▶
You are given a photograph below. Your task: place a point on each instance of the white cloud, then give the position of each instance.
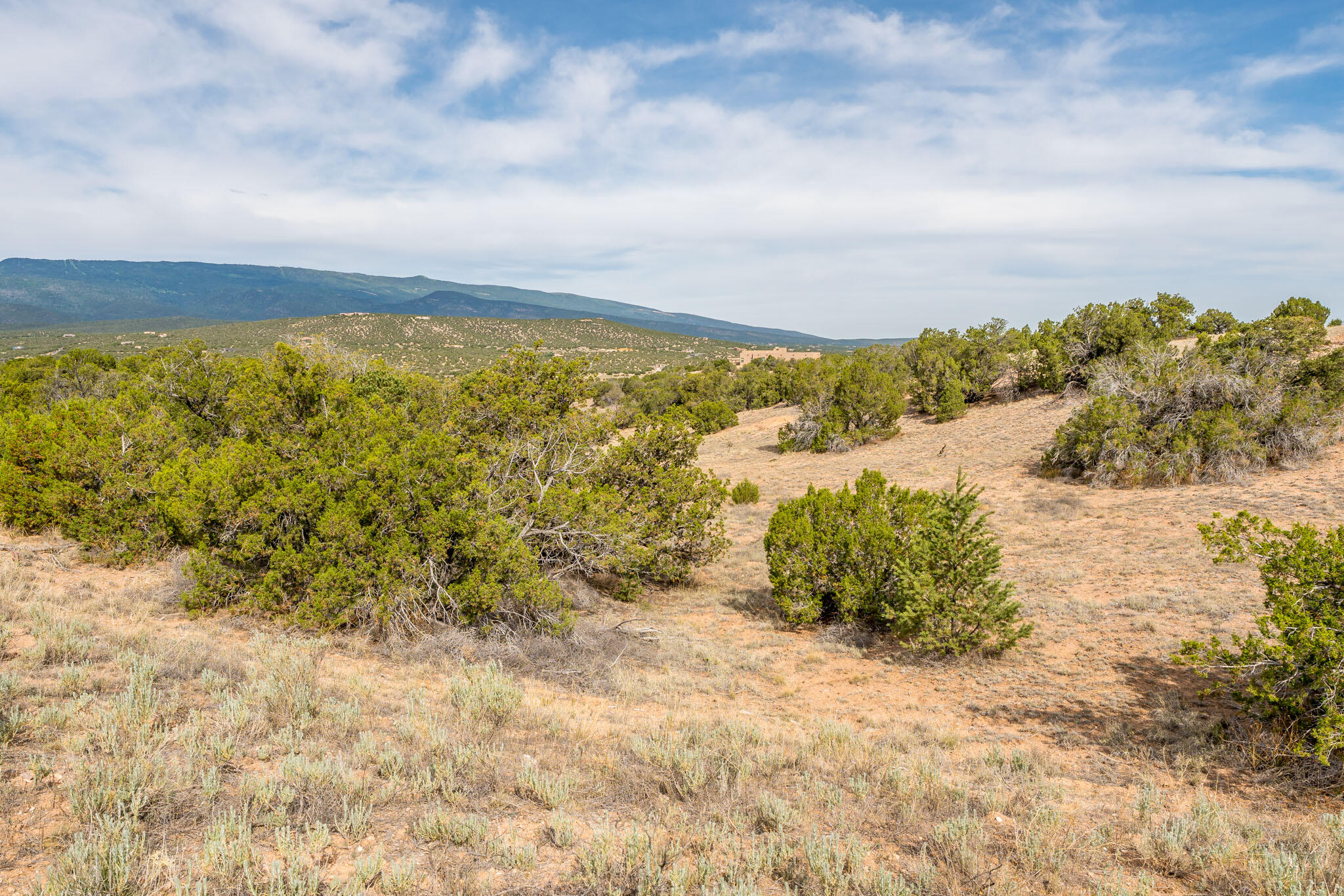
(488, 58)
(945, 171)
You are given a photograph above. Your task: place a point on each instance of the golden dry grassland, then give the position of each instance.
(686, 744)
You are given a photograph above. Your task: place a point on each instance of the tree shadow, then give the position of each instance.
(1166, 716)
(757, 603)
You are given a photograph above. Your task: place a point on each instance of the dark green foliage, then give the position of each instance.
(1291, 672)
(1326, 374)
(1299, 306)
(863, 402)
(746, 492)
(1159, 417)
(1214, 321)
(913, 563)
(1284, 338)
(949, 600)
(312, 487)
(713, 417)
(945, 360)
(952, 402)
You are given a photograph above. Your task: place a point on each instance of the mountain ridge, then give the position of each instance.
(91, 291)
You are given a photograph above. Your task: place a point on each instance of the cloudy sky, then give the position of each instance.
(837, 169)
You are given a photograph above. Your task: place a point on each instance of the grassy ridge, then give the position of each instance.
(436, 346)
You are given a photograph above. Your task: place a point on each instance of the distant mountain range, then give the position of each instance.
(39, 292)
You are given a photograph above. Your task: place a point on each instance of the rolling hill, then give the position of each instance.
(37, 292)
(427, 344)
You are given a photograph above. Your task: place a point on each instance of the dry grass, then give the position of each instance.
(690, 744)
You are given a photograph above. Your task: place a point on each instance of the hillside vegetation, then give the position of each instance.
(323, 626)
(432, 346)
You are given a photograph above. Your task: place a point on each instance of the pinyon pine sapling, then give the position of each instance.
(949, 598)
(1291, 670)
(914, 563)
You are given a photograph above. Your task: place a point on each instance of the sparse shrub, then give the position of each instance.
(952, 403)
(914, 563)
(333, 495)
(864, 402)
(1300, 306)
(1214, 323)
(713, 417)
(487, 696)
(772, 815)
(561, 830)
(1160, 417)
(746, 492)
(109, 861)
(1290, 670)
(355, 819)
(547, 789)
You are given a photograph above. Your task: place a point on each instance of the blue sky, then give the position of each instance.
(849, 170)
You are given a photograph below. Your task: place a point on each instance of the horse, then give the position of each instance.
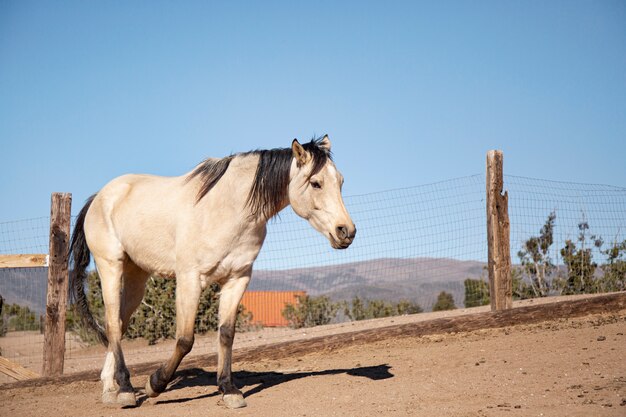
(204, 227)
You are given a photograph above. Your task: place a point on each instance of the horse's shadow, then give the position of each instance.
(259, 381)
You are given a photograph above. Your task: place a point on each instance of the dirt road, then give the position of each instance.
(568, 367)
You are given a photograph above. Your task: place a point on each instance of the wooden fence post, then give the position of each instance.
(56, 301)
(498, 235)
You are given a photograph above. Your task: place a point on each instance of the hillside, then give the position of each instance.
(419, 279)
(391, 279)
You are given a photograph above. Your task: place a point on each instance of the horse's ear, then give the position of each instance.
(325, 143)
(301, 156)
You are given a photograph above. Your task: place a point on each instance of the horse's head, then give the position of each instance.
(315, 192)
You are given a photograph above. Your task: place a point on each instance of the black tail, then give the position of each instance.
(79, 259)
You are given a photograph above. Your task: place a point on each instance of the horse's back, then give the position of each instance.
(133, 215)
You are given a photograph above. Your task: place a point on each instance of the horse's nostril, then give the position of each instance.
(342, 232)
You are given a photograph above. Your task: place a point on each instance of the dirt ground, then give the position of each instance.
(567, 367)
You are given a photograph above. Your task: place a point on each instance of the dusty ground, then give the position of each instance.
(573, 367)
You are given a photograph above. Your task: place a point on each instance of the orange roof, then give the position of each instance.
(267, 306)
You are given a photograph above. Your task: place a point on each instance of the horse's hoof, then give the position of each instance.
(109, 398)
(234, 401)
(126, 399)
(149, 391)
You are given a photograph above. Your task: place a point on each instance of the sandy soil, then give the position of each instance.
(568, 367)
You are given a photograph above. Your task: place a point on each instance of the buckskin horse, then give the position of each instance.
(204, 227)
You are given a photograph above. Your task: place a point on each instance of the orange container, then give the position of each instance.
(267, 306)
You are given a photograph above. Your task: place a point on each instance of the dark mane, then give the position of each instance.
(271, 180)
(210, 172)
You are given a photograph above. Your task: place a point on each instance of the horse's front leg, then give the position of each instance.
(188, 292)
(230, 296)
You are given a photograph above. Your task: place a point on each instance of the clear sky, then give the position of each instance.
(409, 92)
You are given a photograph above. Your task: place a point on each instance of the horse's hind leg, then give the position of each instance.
(114, 370)
(230, 296)
(188, 292)
(133, 289)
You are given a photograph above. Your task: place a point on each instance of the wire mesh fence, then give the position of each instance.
(412, 245)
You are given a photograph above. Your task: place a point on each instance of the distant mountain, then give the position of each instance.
(392, 279)
(25, 286)
(419, 280)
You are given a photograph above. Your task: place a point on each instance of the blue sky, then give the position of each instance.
(409, 92)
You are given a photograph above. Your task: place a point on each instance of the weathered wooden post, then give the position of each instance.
(498, 235)
(56, 302)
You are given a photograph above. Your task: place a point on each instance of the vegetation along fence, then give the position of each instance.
(423, 248)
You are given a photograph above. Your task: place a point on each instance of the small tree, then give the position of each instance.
(614, 269)
(445, 301)
(407, 307)
(476, 292)
(18, 318)
(536, 262)
(580, 266)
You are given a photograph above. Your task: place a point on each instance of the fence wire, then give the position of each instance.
(412, 244)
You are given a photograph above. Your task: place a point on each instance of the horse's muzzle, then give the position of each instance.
(343, 237)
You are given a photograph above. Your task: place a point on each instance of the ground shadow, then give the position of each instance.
(259, 381)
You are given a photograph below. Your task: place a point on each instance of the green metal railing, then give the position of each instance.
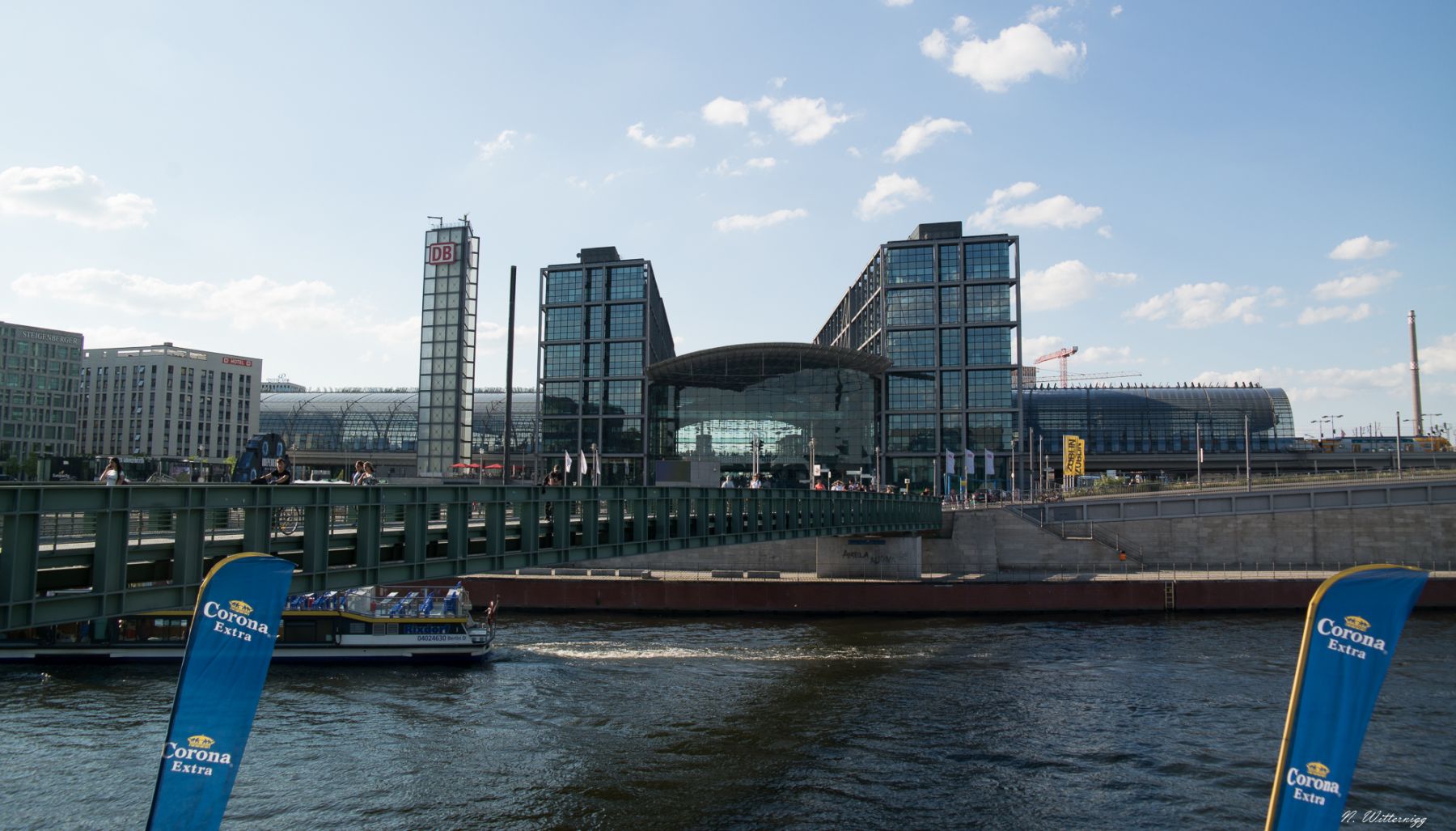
◀
▶ THE PROBLEM
Count the lines in the listing above that contain the word "horse", and reply with that number alone.

▶ ANSWER
11